QUÉ HACER – Imprime sin cambios todo lo que va desde "La máquina del" hasta "es, la infancia." en la reseña de cine que aparece más abajo.

La máquina del
tiempo de Wes Anderson
Por
Leandro Arteaga
El colega, amigo, Emilio Bellon supo decir a este
cronista que Un reino bajo la luna es
un “reencuentro con los rompecabezas olvidados en un desván de recuerdos”.
Porque, presume quien escribe, hay siempre una pieza faltante que, por
fundacional, viene al rescate cada vez que se la llama y –a la manera del “rosebud”
wellesiano- articula, desarticula, rearticula, toda vida; esto es, la infancia.
La última película de Wes Anderson (Los excéntricos Tenembaums, Vida acuática, Viaje a Darjeeling) es una invitación al mundo de la niñez, teñido
con algo de infancia, también con una pizca apenas de adolescencia. El marco
está dado por una isla, plena década de los años ’60, entre dos niños de diez
años que elijen dejar sus hogares (familia en un caso, la comunidad boy-scout
en el otro) para encontrarse entre ellos y lejos de los demás, en una aventura
de compañía, de deseo, de vida.
Anderson conoce un derrotero en su obra que le ha
vuelto más y más sensible, si bien no por ello de una estética menos distante.
Es decir, la poética de su cine lo vuelve alguien casi inasible, imprevisible,
con un sentido del humor –que es una concepción de mundo- que desajusta al
espectador más avezado. Si bien esto ya no es algo que necesariamente sorprenda,
no deja de ser una experiencia peculiar volver a asistir a su mundo de acciones
contenidas, réplicas raras, reacciones absurdas. La acción “contenida” viene
dada por la precisión de la puesta en escena: nada librado al azar, cada gesto,
decorado, color y angulación, enuncian un control obsesivo por la forma. Esta
forma es, desde cada plano, una especie de ladrillo desde el que se construye
la película.

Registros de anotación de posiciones

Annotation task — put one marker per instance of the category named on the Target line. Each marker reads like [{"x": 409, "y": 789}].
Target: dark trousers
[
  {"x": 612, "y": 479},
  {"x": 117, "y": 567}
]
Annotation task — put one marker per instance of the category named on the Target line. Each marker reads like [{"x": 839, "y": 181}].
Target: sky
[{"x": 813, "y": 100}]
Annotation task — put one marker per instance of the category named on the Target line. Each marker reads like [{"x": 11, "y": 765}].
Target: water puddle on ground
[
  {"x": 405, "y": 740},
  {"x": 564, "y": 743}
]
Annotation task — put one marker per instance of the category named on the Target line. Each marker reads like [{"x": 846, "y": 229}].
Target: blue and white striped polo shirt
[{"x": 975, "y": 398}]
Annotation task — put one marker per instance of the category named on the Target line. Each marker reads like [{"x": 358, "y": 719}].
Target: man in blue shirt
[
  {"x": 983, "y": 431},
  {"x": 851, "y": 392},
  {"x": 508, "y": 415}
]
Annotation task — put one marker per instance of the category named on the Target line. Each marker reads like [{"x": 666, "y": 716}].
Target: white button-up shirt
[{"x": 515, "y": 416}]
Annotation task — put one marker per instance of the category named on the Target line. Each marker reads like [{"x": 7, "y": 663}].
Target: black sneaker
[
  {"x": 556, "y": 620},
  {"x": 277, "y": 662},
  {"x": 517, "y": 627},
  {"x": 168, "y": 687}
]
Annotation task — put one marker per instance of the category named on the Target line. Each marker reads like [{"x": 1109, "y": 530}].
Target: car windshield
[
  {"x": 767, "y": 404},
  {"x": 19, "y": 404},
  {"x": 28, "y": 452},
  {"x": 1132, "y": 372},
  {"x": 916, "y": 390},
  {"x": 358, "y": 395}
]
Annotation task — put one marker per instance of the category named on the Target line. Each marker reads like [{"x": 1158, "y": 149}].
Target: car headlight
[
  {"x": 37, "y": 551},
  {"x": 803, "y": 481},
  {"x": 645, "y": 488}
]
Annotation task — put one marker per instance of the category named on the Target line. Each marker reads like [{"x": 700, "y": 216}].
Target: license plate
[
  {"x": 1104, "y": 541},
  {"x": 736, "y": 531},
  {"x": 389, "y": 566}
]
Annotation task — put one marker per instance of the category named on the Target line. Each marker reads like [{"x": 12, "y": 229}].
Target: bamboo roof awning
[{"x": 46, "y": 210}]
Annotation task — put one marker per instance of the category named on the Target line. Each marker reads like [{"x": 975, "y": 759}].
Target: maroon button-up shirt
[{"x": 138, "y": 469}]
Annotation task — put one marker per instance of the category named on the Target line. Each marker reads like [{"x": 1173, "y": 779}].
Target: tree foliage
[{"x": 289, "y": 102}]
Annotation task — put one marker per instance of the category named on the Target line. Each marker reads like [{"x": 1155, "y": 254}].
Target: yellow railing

TAREA RESUELTA –
La máquina del
tiempo de Wes Anderson
Por
Leandro Arteaga
El colega, amigo, Emilio Bellon supo decir a este
cronista que Un reino bajo la luna es
un “reencuentro con los rompecabezas olvidados en un desván de recuerdos”.
Porque, presume quien escribe, hay siempre una pieza faltante que, por
fundacional, viene al rescate cada vez que se la llama y –a la manera del “rosebud”
wellesiano- articula, desarticula, rearticula, toda vida; esto es, la infancia.